### PROVIDED DATA ###

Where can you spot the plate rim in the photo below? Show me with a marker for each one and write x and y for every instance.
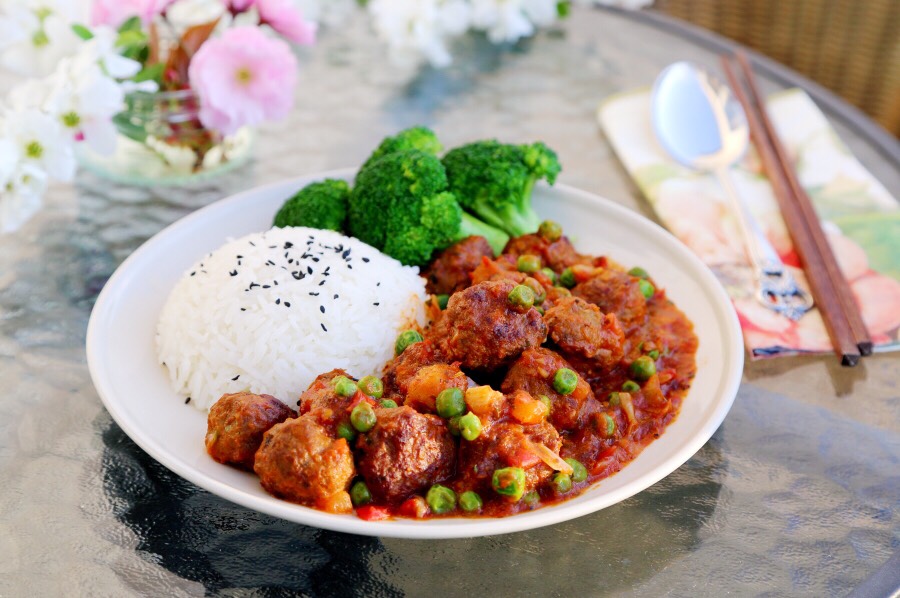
(436, 528)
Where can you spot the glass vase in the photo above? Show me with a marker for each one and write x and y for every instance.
(162, 142)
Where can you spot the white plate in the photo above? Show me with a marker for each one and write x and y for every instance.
(136, 391)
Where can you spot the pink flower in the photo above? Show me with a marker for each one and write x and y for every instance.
(243, 78)
(287, 20)
(116, 12)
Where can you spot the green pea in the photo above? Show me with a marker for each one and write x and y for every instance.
(565, 381)
(406, 338)
(441, 499)
(647, 288)
(509, 482)
(550, 230)
(346, 431)
(359, 494)
(450, 402)
(363, 417)
(521, 296)
(550, 274)
(580, 472)
(608, 425)
(631, 386)
(528, 263)
(372, 386)
(562, 483)
(469, 501)
(642, 368)
(344, 386)
(469, 426)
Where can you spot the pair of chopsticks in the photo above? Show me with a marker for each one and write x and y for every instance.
(830, 290)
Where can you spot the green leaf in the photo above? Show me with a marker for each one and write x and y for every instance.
(82, 31)
(131, 24)
(152, 72)
(129, 129)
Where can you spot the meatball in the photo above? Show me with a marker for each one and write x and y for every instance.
(299, 461)
(404, 453)
(430, 381)
(449, 271)
(559, 254)
(506, 444)
(534, 372)
(483, 330)
(400, 371)
(614, 291)
(236, 425)
(577, 326)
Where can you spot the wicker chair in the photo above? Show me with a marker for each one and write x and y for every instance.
(850, 46)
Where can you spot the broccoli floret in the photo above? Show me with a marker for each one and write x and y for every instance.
(494, 181)
(420, 138)
(318, 205)
(400, 205)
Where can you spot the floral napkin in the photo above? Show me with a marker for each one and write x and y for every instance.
(859, 216)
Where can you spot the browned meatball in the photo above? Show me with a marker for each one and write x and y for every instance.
(534, 371)
(400, 371)
(483, 331)
(577, 326)
(506, 444)
(299, 461)
(236, 425)
(404, 453)
(449, 271)
(558, 255)
(614, 291)
(429, 381)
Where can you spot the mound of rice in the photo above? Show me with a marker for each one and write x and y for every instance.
(271, 311)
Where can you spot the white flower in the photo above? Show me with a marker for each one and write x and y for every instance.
(419, 28)
(85, 101)
(502, 20)
(41, 143)
(36, 34)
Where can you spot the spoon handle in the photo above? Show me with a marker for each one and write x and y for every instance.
(775, 287)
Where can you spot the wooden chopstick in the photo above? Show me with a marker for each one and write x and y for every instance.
(828, 299)
(848, 301)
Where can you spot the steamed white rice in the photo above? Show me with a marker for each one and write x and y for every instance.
(271, 311)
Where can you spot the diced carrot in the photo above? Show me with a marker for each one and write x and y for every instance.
(527, 409)
(372, 513)
(484, 400)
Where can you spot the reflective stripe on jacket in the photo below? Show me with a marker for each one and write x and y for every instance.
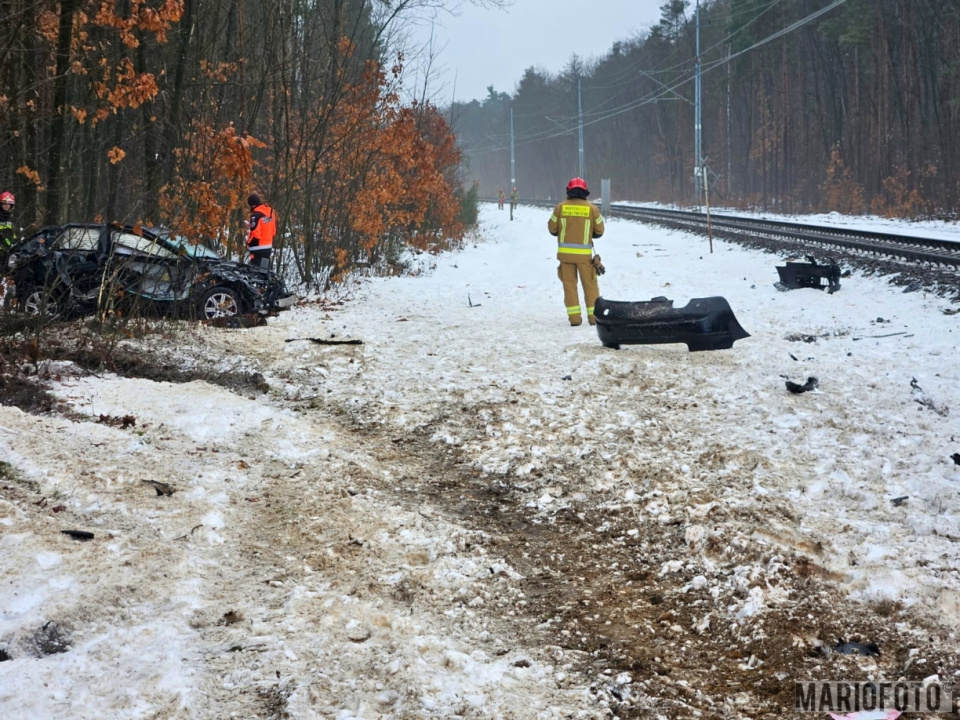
(7, 233)
(263, 228)
(575, 223)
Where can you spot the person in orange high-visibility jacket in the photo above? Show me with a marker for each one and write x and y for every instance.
(263, 228)
(576, 223)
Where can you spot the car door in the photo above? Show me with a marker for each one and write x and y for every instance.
(145, 266)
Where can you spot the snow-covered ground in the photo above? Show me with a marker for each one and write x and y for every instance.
(307, 565)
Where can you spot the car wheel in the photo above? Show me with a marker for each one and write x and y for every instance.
(219, 302)
(36, 302)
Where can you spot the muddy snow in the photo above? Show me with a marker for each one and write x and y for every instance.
(480, 512)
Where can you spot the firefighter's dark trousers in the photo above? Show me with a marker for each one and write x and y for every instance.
(567, 272)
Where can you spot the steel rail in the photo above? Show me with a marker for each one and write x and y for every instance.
(908, 247)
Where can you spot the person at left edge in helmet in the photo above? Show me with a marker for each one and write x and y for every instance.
(8, 236)
(263, 229)
(576, 223)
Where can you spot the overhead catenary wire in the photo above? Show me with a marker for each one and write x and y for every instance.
(661, 93)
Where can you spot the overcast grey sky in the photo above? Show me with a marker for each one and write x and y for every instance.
(482, 47)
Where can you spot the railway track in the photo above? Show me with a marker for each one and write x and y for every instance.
(913, 249)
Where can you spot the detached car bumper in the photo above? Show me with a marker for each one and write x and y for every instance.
(703, 324)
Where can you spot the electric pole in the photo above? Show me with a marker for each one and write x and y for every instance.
(697, 125)
(580, 117)
(513, 157)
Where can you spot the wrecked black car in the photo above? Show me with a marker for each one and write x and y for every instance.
(74, 269)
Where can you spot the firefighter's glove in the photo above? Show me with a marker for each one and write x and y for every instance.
(597, 265)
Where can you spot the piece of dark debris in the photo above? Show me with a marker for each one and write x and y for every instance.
(867, 649)
(161, 488)
(81, 535)
(811, 384)
(51, 639)
(115, 421)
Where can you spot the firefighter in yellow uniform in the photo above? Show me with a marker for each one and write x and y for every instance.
(576, 222)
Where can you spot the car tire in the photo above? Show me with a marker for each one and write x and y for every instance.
(34, 302)
(219, 302)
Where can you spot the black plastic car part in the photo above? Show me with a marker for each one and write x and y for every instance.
(702, 324)
(795, 275)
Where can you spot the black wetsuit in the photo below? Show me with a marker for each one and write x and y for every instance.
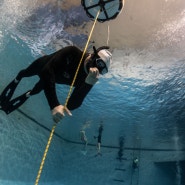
(59, 67)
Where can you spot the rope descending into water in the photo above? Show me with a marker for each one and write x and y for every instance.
(65, 105)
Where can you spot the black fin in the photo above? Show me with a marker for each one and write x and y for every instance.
(7, 93)
(102, 47)
(15, 103)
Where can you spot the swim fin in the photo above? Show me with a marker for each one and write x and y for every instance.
(15, 103)
(7, 93)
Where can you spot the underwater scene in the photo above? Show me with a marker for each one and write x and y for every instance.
(130, 128)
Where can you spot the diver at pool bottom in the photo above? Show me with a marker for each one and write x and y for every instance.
(60, 67)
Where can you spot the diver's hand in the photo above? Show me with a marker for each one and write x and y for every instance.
(59, 112)
(93, 75)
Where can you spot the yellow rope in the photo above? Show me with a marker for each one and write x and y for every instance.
(71, 87)
(67, 99)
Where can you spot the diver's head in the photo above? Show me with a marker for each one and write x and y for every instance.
(101, 59)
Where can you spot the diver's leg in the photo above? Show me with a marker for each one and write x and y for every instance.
(7, 93)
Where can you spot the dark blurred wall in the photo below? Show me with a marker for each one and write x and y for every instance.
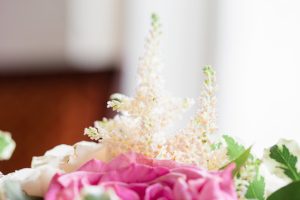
(45, 110)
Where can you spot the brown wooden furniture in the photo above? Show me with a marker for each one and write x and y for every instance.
(45, 110)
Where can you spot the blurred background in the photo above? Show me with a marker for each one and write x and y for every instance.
(61, 59)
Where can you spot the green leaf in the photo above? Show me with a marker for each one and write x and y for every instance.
(7, 145)
(289, 192)
(256, 189)
(234, 149)
(240, 161)
(287, 160)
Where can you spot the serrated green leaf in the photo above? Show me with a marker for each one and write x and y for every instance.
(256, 189)
(240, 161)
(234, 149)
(288, 192)
(287, 160)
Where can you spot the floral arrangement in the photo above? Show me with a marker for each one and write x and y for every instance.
(137, 155)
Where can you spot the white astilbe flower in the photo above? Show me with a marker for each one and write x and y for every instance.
(144, 118)
(193, 144)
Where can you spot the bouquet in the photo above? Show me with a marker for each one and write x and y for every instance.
(137, 155)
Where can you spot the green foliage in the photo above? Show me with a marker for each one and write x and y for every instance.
(287, 161)
(234, 149)
(289, 192)
(256, 189)
(239, 161)
(7, 145)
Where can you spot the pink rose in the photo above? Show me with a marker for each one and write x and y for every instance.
(134, 177)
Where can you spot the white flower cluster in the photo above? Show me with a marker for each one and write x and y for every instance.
(143, 120)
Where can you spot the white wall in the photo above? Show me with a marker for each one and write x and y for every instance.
(85, 33)
(184, 43)
(259, 69)
(31, 30)
(254, 45)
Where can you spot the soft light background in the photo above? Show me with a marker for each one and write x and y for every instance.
(254, 46)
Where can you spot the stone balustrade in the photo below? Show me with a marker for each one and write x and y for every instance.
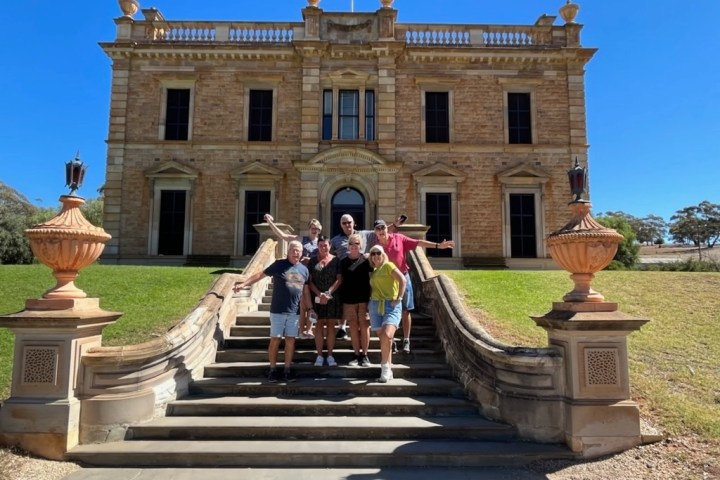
(285, 33)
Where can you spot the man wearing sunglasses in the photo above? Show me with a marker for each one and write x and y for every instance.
(396, 245)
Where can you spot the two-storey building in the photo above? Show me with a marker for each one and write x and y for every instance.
(467, 128)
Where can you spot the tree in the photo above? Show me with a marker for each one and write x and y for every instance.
(15, 215)
(628, 250)
(697, 224)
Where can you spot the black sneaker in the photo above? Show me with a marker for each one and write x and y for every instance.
(289, 376)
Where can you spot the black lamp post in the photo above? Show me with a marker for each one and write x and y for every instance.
(74, 174)
(578, 182)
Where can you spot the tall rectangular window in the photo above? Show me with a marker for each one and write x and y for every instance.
(369, 115)
(327, 115)
(438, 216)
(257, 204)
(177, 114)
(171, 228)
(437, 117)
(260, 116)
(519, 118)
(523, 240)
(348, 115)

###

With the line containing "Where can you spot the black sneaker" as the first, output each line through the final line of the entries above, exactly.

Where can you spot the black sneaker in the photo above? Show me with a marker for each one and write x and y for every instance.
(289, 376)
Where can you spot the black lamp post in the photo above? Show me with a marker for each one and write x and y for every instance.
(74, 174)
(578, 182)
Where can you spot the tall rectangular window in the photo above? Show me with a marker for each one and write x and y for every instance.
(369, 115)
(327, 115)
(438, 216)
(257, 204)
(177, 114)
(171, 228)
(437, 117)
(260, 116)
(519, 118)
(523, 240)
(348, 115)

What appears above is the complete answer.